** Begin Selection **

The Body and Blood of Christ




"Behold what you are; become what you eat"--St. Augustine


Today's scriptures make an arc between the understanding of the Jewish people's use of blood in Moses' covenant with God on Mount Sinai and Jesus' using this imagery to position himself in a new covenant between God and his people. Of all that distinguishes Christianity from other religions, the body and blood of Christ is the greatest.

Blood sacrifices have a finality that no other kind of sacrifice can offer.  The sprinkling of blood over the people in Exodus united them with the finality of the sacrificed bull, and the use of blood on the altar gave back to God the life that animates us all.  In a sense, blood was the life-essence that was uniquely God's.  Jewish law prohibited the eating of animal flesh unless all of the blood was drained so as not to appropriate that essence.

In Hebrews, Jesus becomes the new lamb of sacrifice.  This isn't Jesus sacrificing himself to an angry God for appeasement, but rather God's complete and final offering of himself in an act of mind-boggling love for his creation.  As Jesus declares in today's gospel reading "This is my blood of the covenant".  This new covenant ushers in the new and eternal relationship between humanity and God.  It is an agreement that can never be topped or superseded by something more profound or lasting.  God opens the most sacred of places in the Temple at Christ's death on the cross by tearing the curtain that separated this holiest space from the rest of the Temple.  God's submission to Christ as the Lamb of God now embraces all of humanity in the story of Exodus.  We are all now inheritors of the liberation the Jewish people have made real in the celebration of Passover.  The New Passover is the passing over of our unworthiness and the invitation to the liberation Christ offers.

** End Selection **
** Begin Record extracts **

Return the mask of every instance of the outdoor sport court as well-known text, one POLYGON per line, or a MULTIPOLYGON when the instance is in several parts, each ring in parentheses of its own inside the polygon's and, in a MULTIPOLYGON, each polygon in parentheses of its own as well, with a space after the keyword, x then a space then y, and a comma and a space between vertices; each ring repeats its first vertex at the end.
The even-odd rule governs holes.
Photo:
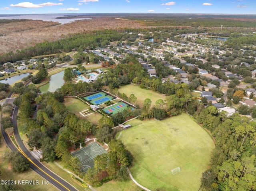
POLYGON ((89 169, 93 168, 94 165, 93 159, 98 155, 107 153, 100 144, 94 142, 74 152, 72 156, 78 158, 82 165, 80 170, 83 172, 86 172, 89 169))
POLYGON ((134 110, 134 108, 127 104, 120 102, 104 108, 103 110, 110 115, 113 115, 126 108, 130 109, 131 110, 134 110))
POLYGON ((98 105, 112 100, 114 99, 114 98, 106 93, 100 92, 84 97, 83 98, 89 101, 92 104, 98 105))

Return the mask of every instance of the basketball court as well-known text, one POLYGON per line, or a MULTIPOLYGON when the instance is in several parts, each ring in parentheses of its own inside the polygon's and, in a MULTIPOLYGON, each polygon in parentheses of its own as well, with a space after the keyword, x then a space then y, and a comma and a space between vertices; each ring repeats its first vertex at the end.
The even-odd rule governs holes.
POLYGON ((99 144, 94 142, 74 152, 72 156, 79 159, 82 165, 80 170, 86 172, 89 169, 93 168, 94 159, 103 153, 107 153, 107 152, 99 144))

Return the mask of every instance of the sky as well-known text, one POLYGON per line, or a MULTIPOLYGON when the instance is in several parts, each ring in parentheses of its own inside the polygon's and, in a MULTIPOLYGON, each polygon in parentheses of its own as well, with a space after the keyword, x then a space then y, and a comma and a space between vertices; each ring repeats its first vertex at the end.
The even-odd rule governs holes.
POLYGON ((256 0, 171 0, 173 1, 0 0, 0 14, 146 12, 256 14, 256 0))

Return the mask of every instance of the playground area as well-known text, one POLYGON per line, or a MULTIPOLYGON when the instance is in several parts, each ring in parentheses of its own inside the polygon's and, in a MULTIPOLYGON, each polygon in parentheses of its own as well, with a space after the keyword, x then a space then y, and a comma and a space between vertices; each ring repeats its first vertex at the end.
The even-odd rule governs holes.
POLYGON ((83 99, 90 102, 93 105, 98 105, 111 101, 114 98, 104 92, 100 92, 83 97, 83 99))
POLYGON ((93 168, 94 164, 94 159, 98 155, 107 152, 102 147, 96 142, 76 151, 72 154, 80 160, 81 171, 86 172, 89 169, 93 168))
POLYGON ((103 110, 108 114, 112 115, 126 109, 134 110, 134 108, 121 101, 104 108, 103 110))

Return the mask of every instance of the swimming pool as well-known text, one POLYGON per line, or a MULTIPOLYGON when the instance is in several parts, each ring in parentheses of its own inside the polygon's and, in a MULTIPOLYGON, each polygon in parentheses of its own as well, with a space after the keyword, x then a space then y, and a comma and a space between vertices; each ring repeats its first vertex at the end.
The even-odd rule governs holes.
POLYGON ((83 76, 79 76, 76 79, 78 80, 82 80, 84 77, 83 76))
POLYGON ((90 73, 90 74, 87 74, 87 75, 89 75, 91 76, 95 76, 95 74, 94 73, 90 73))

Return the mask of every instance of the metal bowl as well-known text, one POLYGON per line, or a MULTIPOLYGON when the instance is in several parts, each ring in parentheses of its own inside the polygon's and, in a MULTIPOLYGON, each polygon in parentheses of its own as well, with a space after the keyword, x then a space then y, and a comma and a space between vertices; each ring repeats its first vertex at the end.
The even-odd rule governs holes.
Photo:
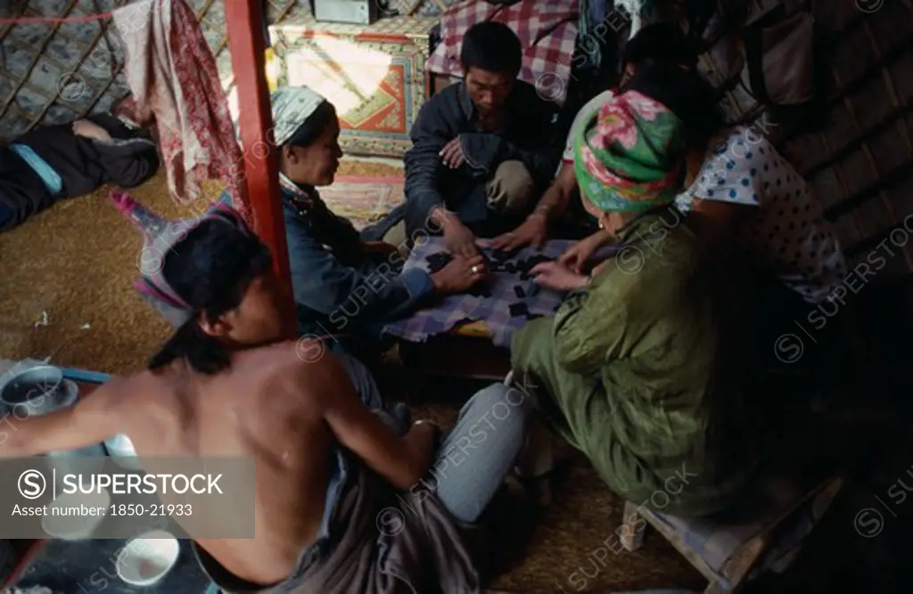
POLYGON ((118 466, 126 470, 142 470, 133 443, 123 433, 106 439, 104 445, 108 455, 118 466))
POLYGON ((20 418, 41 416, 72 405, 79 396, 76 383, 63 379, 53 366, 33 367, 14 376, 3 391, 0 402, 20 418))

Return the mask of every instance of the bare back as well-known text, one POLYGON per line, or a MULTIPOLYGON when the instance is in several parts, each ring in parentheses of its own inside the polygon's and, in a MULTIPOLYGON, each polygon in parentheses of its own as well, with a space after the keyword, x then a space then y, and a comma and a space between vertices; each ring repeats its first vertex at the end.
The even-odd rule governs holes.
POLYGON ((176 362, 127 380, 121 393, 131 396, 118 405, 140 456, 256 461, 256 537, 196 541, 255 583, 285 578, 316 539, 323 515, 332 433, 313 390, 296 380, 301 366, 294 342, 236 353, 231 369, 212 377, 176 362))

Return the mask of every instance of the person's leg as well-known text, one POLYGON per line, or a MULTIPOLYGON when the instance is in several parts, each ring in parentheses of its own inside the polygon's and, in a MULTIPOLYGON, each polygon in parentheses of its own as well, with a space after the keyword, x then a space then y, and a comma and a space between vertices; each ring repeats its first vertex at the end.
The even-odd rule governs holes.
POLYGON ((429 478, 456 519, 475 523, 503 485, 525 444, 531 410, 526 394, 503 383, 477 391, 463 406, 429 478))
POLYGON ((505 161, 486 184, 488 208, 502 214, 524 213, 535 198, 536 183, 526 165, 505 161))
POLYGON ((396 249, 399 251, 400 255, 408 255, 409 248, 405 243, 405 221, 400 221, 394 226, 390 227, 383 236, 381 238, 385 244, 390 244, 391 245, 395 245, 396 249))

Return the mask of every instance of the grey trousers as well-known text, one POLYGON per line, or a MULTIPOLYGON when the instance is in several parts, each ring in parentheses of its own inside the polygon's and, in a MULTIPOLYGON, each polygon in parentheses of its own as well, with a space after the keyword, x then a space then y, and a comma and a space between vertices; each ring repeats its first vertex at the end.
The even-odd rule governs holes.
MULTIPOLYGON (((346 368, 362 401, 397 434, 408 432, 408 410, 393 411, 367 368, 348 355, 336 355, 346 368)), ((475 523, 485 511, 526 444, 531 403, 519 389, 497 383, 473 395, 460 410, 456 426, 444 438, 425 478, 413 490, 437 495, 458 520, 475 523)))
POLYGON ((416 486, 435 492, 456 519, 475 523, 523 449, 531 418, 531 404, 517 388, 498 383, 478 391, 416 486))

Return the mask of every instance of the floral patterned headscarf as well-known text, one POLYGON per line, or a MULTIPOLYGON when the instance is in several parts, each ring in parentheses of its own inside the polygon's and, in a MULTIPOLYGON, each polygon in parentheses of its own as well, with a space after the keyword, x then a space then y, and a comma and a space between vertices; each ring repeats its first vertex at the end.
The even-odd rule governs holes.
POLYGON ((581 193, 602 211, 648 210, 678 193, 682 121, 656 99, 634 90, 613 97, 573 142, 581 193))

** End Record extracts **
** Begin Record extracts **

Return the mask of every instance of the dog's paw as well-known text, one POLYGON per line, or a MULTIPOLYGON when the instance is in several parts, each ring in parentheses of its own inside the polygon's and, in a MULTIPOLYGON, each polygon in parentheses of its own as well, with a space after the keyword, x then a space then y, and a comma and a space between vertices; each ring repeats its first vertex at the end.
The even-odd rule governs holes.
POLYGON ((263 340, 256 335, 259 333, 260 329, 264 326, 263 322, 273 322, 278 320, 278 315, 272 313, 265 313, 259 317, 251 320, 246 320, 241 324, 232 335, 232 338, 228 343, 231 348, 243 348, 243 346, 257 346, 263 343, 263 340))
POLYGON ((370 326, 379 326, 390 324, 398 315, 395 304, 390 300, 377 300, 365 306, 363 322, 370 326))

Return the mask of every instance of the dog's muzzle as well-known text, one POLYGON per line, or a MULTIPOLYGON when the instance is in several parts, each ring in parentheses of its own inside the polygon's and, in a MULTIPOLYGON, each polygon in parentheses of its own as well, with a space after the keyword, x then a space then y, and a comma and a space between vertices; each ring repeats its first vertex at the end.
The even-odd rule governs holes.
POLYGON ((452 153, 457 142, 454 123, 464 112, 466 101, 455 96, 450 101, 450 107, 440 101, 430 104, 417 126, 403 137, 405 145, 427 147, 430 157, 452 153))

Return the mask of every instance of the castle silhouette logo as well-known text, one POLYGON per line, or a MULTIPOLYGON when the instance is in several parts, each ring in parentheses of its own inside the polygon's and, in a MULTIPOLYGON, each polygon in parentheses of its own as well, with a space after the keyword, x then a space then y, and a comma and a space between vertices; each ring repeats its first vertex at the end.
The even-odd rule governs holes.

** End Record extracts **

**To do**.
(1) Reproduce the reflection on the Body and Blood of Christ from "Today's scriptures make" up to and including "appropriate that essence.".
(2) Carry the reflection on the Body and Blood of Christ further, picking up after its final sentence.

**Expected outputs**.
(1)
Today's scriptures make an arc between the understanding of the Jewish people's use of blood in Moses' covenant with God on Mount Sinai and Jesus' using this imagery to position himself in a new covenant between God and his people. Of all that distinguishes Christianity from other religions, the body and blood of Christ is the greatest.

Blood sacrifices have a finality that no other kind of sacrifice can offer.  The sprinkling of blood over the people in Exodus united them with the finality of the sacrificed bull, and the use of blood on the altar gave back to God the life that animates us all.  In a sense, blood was the life-essence that was uniquely God's.  Jewish law prohibited the eating of animal flesh unless all of the blood was drained so as not to appropriate that essence.

(2)
Eucharista is Greek for Thanksgiving and where we get the name of the part of Mass where we unite ourselves to Christ's one, perfect sacrifice.  Our "thanksgiving" is both a response to Christ's perfect offering and participation in the ratification of the covenant God made eternal at Calvary.  Saint Augustine declared "So you are beginning to receive what you have also begun to be."  The body and blood of Christ are transformative, not only in the once-and-for-all historical act two thousand years ago, but continue to transform the faithful at each Mass; the sacrament makes that single act real again every time you receive the body and blood of Christ.  It isn't a "spiritual" communion in which the elements are simply reminders of God's act, they are a participation in Christ's sacrifice the way the Jewish people at Sinai participated in the covenant of Moses and relive that experience at Passover each year. Christ's blood as the Lamb of the New Covenant does more than redefine our relationship with God, we become God's bloodline children (God has no grandchildren).  It is more than checking off the sins we've committed (and continue to commit). We might fail miserably as God's children, but as God's children, we are never outside the home looking in.  Our bloodline is divine, our redemption eternal.